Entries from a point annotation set

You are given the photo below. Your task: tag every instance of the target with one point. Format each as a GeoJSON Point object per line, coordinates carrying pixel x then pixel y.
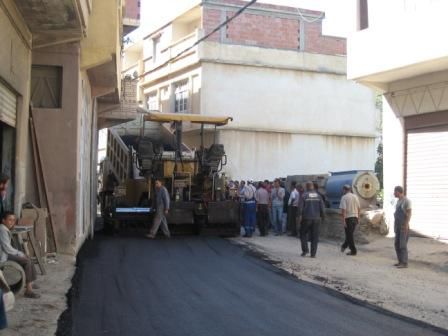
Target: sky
{"type": "Point", "coordinates": [339, 14]}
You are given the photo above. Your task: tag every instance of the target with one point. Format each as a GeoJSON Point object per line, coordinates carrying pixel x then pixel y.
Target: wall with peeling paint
{"type": "Point", "coordinates": [261, 155]}
{"type": "Point", "coordinates": [15, 72]}
{"type": "Point", "coordinates": [290, 122]}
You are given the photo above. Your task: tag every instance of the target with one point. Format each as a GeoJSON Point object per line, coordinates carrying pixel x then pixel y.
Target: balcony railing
{"type": "Point", "coordinates": [156, 68]}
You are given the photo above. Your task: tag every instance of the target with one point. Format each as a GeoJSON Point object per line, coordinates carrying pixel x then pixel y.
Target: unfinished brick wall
{"type": "Point", "coordinates": [264, 31]}
{"type": "Point", "coordinates": [132, 9]}
{"type": "Point", "coordinates": [315, 42]}
{"type": "Point", "coordinates": [270, 29]}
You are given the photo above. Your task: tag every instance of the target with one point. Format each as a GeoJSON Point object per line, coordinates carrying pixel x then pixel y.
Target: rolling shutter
{"type": "Point", "coordinates": [8, 106]}
{"type": "Point", "coordinates": [427, 180]}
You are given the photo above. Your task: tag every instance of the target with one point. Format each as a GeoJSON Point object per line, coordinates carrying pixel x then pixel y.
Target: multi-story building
{"type": "Point", "coordinates": [275, 73]}
{"type": "Point", "coordinates": [62, 58]}
{"type": "Point", "coordinates": [399, 51]}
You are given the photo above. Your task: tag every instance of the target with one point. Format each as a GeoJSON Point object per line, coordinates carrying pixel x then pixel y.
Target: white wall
{"type": "Point", "coordinates": [261, 155]}
{"type": "Point", "coordinates": [393, 159]}
{"type": "Point", "coordinates": [401, 34]}
{"type": "Point", "coordinates": [280, 100]}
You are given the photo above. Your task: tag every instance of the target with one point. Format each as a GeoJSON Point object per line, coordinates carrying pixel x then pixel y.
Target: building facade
{"type": "Point", "coordinates": [61, 65]}
{"type": "Point", "coordinates": [384, 55]}
{"type": "Point", "coordinates": [273, 71]}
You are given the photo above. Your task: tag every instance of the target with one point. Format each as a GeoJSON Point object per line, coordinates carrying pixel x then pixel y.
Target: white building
{"type": "Point", "coordinates": [273, 71]}
{"type": "Point", "coordinates": [400, 50]}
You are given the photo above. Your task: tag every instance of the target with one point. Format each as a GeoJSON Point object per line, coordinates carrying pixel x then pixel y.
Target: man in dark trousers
{"type": "Point", "coordinates": [293, 203]}
{"type": "Point", "coordinates": [403, 214]}
{"type": "Point", "coordinates": [162, 204]}
{"type": "Point", "coordinates": [262, 198]}
{"type": "Point", "coordinates": [311, 213]}
{"type": "Point", "coordinates": [350, 210]}
{"type": "Point", "coordinates": [4, 180]}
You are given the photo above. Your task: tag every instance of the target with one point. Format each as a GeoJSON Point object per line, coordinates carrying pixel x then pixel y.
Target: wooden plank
{"type": "Point", "coordinates": [37, 167]}
{"type": "Point", "coordinates": [37, 253]}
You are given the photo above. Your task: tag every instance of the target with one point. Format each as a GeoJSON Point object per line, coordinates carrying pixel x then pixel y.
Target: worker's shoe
{"type": "Point", "coordinates": [31, 295]}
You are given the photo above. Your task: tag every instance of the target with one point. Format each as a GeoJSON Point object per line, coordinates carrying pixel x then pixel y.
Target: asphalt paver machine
{"type": "Point", "coordinates": [193, 177]}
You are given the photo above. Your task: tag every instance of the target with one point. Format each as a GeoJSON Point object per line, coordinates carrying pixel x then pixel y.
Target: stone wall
{"type": "Point", "coordinates": [372, 225]}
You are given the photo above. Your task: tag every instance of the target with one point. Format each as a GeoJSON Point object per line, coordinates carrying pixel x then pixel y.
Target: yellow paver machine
{"type": "Point", "coordinates": [193, 177]}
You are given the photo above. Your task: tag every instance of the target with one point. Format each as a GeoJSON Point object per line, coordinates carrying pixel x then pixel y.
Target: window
{"type": "Point", "coordinates": [152, 102]}
{"type": "Point", "coordinates": [155, 48]}
{"type": "Point", "coordinates": [46, 86]}
{"type": "Point", "coordinates": [181, 97]}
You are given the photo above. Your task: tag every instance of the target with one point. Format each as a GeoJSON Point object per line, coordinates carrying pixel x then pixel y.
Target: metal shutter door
{"type": "Point", "coordinates": [8, 106]}
{"type": "Point", "coordinates": [427, 180]}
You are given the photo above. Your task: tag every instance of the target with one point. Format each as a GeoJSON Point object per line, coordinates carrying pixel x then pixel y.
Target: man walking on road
{"type": "Point", "coordinates": [277, 196]}
{"type": "Point", "coordinates": [312, 210]}
{"type": "Point", "coordinates": [262, 198]}
{"type": "Point", "coordinates": [162, 204]}
{"type": "Point", "coordinates": [402, 215]}
{"type": "Point", "coordinates": [350, 208]}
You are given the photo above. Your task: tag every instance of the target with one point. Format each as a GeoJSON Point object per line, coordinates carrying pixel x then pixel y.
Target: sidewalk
{"type": "Point", "coordinates": [39, 317]}
{"type": "Point", "coordinates": [419, 292]}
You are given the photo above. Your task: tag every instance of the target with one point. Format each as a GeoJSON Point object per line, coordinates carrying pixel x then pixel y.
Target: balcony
{"type": "Point", "coordinates": [54, 21]}
{"type": "Point", "coordinates": [157, 69]}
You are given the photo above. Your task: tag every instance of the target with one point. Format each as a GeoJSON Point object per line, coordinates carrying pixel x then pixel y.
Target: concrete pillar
{"type": "Point", "coordinates": [393, 156]}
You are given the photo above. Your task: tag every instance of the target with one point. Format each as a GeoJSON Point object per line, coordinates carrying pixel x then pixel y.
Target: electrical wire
{"type": "Point", "coordinates": [226, 22]}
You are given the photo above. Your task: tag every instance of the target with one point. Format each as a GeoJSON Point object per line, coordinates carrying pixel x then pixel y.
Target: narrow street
{"type": "Point", "coordinates": [206, 286]}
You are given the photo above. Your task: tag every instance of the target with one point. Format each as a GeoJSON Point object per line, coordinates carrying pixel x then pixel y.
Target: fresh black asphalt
{"type": "Point", "coordinates": [202, 286]}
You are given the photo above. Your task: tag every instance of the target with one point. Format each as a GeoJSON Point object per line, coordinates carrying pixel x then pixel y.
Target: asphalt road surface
{"type": "Point", "coordinates": [207, 286]}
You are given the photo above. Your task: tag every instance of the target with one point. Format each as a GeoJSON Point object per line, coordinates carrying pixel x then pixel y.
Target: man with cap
{"type": "Point", "coordinates": [312, 211]}
{"type": "Point", "coordinates": [250, 211]}
{"type": "Point", "coordinates": [403, 212]}
{"type": "Point", "coordinates": [350, 210]}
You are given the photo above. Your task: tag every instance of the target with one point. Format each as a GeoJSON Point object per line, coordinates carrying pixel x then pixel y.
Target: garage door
{"type": "Point", "coordinates": [427, 180]}
{"type": "Point", "coordinates": [8, 106]}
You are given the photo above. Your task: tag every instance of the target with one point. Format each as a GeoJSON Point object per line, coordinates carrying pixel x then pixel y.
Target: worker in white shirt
{"type": "Point", "coordinates": [250, 210]}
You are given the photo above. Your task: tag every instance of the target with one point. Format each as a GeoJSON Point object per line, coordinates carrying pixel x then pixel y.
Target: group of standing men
{"type": "Point", "coordinates": [266, 206]}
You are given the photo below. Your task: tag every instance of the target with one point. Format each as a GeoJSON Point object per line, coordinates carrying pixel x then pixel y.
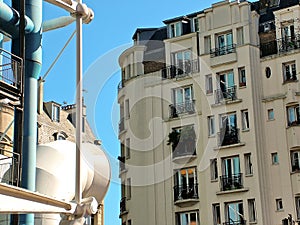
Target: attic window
{"type": "Point", "coordinates": [55, 113]}
{"type": "Point", "coordinates": [60, 136]}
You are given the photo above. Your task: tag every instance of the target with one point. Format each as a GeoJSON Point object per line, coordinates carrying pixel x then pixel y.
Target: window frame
{"type": "Point", "coordinates": [242, 77]}
{"type": "Point", "coordinates": [248, 164]}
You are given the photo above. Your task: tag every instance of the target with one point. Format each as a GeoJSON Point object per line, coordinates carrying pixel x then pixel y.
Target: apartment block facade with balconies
{"type": "Point", "coordinates": [209, 127]}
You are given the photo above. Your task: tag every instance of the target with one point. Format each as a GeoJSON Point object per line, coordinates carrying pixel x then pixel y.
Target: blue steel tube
{"type": "Point", "coordinates": [33, 64]}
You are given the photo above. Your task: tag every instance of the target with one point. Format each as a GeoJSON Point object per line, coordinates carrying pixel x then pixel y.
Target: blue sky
{"type": "Point", "coordinates": [103, 40]}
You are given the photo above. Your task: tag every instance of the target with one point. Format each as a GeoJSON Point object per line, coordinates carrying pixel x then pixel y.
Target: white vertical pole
{"type": "Point", "coordinates": [78, 191]}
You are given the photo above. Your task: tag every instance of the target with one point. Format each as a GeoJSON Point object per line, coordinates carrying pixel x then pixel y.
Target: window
{"type": "Point", "coordinates": [175, 29]}
{"type": "Point", "coordinates": [293, 115]}
{"type": "Point", "coordinates": [289, 71]}
{"type": "Point", "coordinates": [182, 62]}
{"type": "Point", "coordinates": [240, 35]}
{"type": "Point", "coordinates": [242, 77]}
{"type": "Point", "coordinates": [295, 161]}
{"type": "Point", "coordinates": [275, 159]}
{"type": "Point", "coordinates": [297, 201]}
{"type": "Point", "coordinates": [229, 133]}
{"type": "Point", "coordinates": [216, 214]}
{"type": "Point", "coordinates": [213, 169]}
{"type": "Point", "coordinates": [279, 204]}
{"type": "Point", "coordinates": [248, 164]}
{"type": "Point", "coordinates": [268, 72]}
{"type": "Point", "coordinates": [187, 218]}
{"type": "Point", "coordinates": [55, 113]}
{"type": "Point", "coordinates": [128, 188]}
{"type": "Point", "coordinates": [128, 148]}
{"type": "Point", "coordinates": [186, 186]}
{"type": "Point", "coordinates": [211, 126]}
{"type": "Point", "coordinates": [183, 95]}
{"type": "Point", "coordinates": [207, 44]}
{"type": "Point", "coordinates": [224, 44]}
{"type": "Point", "coordinates": [195, 24]}
{"type": "Point", "coordinates": [231, 174]}
{"type": "Point", "coordinates": [270, 114]}
{"type": "Point", "coordinates": [234, 213]}
{"type": "Point", "coordinates": [245, 120]}
{"type": "Point", "coordinates": [127, 108]}
{"type": "Point", "coordinates": [208, 84]}
{"type": "Point", "coordinates": [226, 86]}
{"type": "Point", "coordinates": [252, 210]}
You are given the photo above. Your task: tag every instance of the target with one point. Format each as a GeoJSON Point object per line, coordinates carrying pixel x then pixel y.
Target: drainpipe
{"type": "Point", "coordinates": [33, 63]}
{"type": "Point", "coordinates": [9, 20]}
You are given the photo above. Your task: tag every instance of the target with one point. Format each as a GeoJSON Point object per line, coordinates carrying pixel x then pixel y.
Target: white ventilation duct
{"type": "Point", "coordinates": [55, 173]}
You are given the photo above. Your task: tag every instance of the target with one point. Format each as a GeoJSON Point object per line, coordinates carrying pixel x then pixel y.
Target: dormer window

## [Task objective]
Which lines of the material above contain the string "white", with case counting? Find each one and copy it out.

## [The completed task]
Target: white wall
Target: white building
Target: worker in white shirt
Target: white vertical pole
Target: white ventilation duct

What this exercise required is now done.